2024/02/05
犬と猫のぶどう膜炎について
犬や猫のぶどう膜炎は、目のぶどう膜という部分に炎症が生じる眼科の疾患です。この炎症は痛みを引き起こし、場合によっては視覚障害を伴うこともあります。
今回は犬と猫のぶどう膜炎について、症状や治療方法、予防方法などを詳しく解説します。
■目次
1.原因
2.症状
3.診断方法
4.治療方法
5.予防法やご家庭での注意点
6.まとめ
原因
「ぶどう膜」は目の虹彩、毛様体、脈絡膜で構成されている目の組織で、目に栄養を与える血管がたくさん分布しています。ぶどう膜炎は、このぶどう膜に炎症が起こることで発症します。
ぶどう膜炎の原因は、主に目の病気によるものと、全身の病気によるものがあります。
■ぶどう膜炎の原因となる目の病気
・白内障
・ぶどう膜皮膚症候群
・結膜炎、角膜炎、強膜炎
・外傷やそれによる角膜潰瘍
・腫瘍
・ウイルスや細菌、寄生虫、真菌などへの感染
・免疫介在性疾患(過敏症、自己免疫疾患)

提示資料:
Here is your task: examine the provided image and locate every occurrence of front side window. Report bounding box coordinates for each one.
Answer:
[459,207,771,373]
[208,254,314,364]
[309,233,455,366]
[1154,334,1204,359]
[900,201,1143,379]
==
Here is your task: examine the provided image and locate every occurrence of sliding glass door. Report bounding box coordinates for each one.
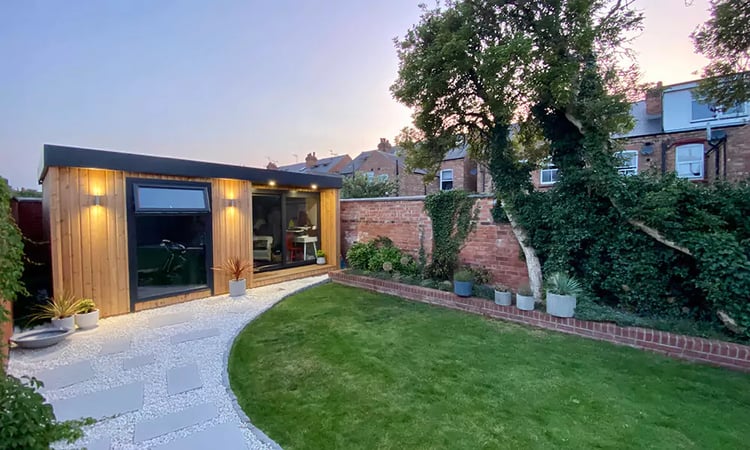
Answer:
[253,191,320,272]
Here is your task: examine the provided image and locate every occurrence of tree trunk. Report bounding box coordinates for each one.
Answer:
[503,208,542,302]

課題:
ぶどう膜炎の解説文を、最後の文の後から書き継いでください。 資料は、ぶどう膜炎の解説文とは別の出典から採られたものです。

出力結果:
・腫瘍
■ぶどう膜炎の原因となる全身の病気
・糖尿病
・高血圧症
・高脂血症
・血液凝固不全
・感染症(猫伝染性腹膜炎、猫免疫不全症候群、猫白血病など)
・中毒
・薬物
犬では過敏症が最も多く、猫では感染症が多いとも言われていますが、ほとんどは原因のはっきりしない「特発性」とされています。
症状
ぶどう膜炎では、以下のような症状が見られます。
・目をしょぼつかせる(目の痛み)
・涙が多い
・充血
・まぶたがピクピクする
・瞳孔が小さくなる(縮瞳)
症状は片目だけの場合もあれば、両目ともに見られることもあります。
ただし、脈絡膜のぶどう膜炎は、初期はほとんどが無症状で、早期に発見されないこともあります。
症状は軽いものから重いものまでありますが、白内障や緑内障につながることもあり、放っておくと失明してしまうこともあるので注意が必要です。
診断方法
似たような症状が見られる目の病気はたくさんあるため、それらと鑑別するために身体検査に加えてスリットランプ検査、眼底検査、眼圧検査など、目の検査を行います。
また、全身の病気が原因になることもあるため、血液検査やレントゲン検査、超音波検査などを行い、原因を探ります。
治療方法
原因がわかった場合は原因に対する治療を行いますが、特発性の場合は症状を緩和する治療が中心となります。
ぶどう膜炎は治療をせずにいると白内障や緑内障に移行し、最終的に失明してしまう恐れがあるため、抗炎症作用のある点眼薬や内服薬で炎症を抑える必要があります。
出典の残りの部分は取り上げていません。